▶ _DOCUMENT EXCERPT_:
= Beginning of Section =

To address public concerns, the de Blasio administration should focus more efforts on street, not sheltered, homelessness. It should continue policing policies designed to discourage the street homeless from remaining outside the shelter or treatment systems. It should increase housing supply by easing regulations, and drop plans to spend $12 million on anti-eviction legal services unless it can be demonstrated that the policy will reduce homelessness. 

Homelessness policy has always been highly legalistic due to NYC’s unique “right to shelter.” The “right to shelter” is rooted in a consent decree that NYC signed in the early 1980s with homeless advocates. Its significance has been to grant special oversight over homelessness policy to judges and advocacy organizations. Given the extraordinary increase in the homeless population since the right to shelter was first recognized, it is not obvious that subjecting city authorities to additional accountability—beyond normal mechanisms such as elections, the media, and checks and balances—has led to better policymaking. The current public outcry over homelessness, the existence of the city council’s Committee on General Welfare, and the extensive efforts and resources the Bloomberg administration put towards trying to end homelessness belie the assumption that, if not for the efforts of an activistic legal community, this problem would be ignored.

= End of Section =

▶ _SOURCE MATERIAL_:

= Beginning of Section =

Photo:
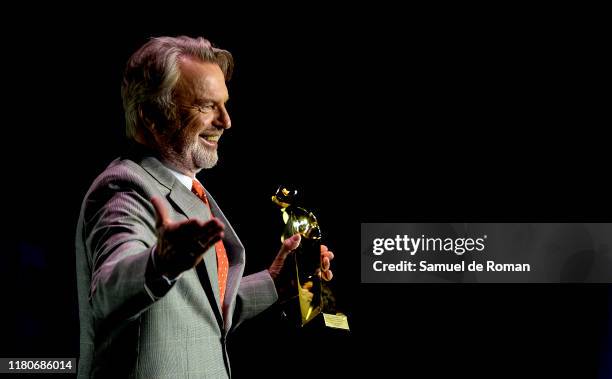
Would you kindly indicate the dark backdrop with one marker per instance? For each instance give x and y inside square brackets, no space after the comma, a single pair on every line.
[378,115]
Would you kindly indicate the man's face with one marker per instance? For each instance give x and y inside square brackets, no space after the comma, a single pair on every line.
[200,95]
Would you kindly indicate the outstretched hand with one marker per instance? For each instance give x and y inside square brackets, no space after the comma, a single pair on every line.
[288,246]
[181,245]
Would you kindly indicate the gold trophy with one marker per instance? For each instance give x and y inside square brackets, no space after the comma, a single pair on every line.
[314,295]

= End of Section =

▶ _LIST OF TASKS_:
1 – According to the excerpt on New York City homelessness policy, what is the "right to shelter" rooted in?
2 – Turn the paragraph beginning "To address public concerns" in the excerpt on New York City homelessness policy into a short list of its recommendations.
3 – Carry on the excerpt on New York City homelessness policy, starting after its final sentence.

▶ _ANSWERS TO THE EXERCISE_:
1 – A consent decree that NYC signed with homeless advocates in the early 1980s.

2 –
- Focus more efforts on street homelessness rather than sheltered homelessness.
- Continue policing policies that discourage the street homeless from staying outside the shelter or treatment systems.
- Ease regulations to increase the housing supply.
- Drop plans to spend $12 million on anti-eviction legal services unless the policy can be shown to reduce homelessness.

3 –
A more helpful legal change would empower public authorities to compel inpatient hospitalization for seriously disturbed individuals. Recognizing a “right to treatment” would refocus homelessness law on getting mentally ill people off the streets and onto medication; for most of the public, this is a policy challenge that is likely more pressing than the recent rise in the shelter census. Through the NYC Safe initiative, the de Blasio administration pledges “resources to more effectively use Kendra’s Law and the Assisted Outpatient Treatment program.” Passed in 1999, Kendra’s Law, also known as New York State’s “assisted outpatient treatment” law, allows for court-ordered supervised treatment for individuals deemed to pose a serious threat to themselves or others. In NYC, 8,709 individuals have been placed under a Kendra’s Law court order since 1999; 1,445 are currently active, according to the New York State Office of Mental Health. But more forthright methods should be considered, such as an involuntary-commitment law that relies on a broader notion of “harm to self.”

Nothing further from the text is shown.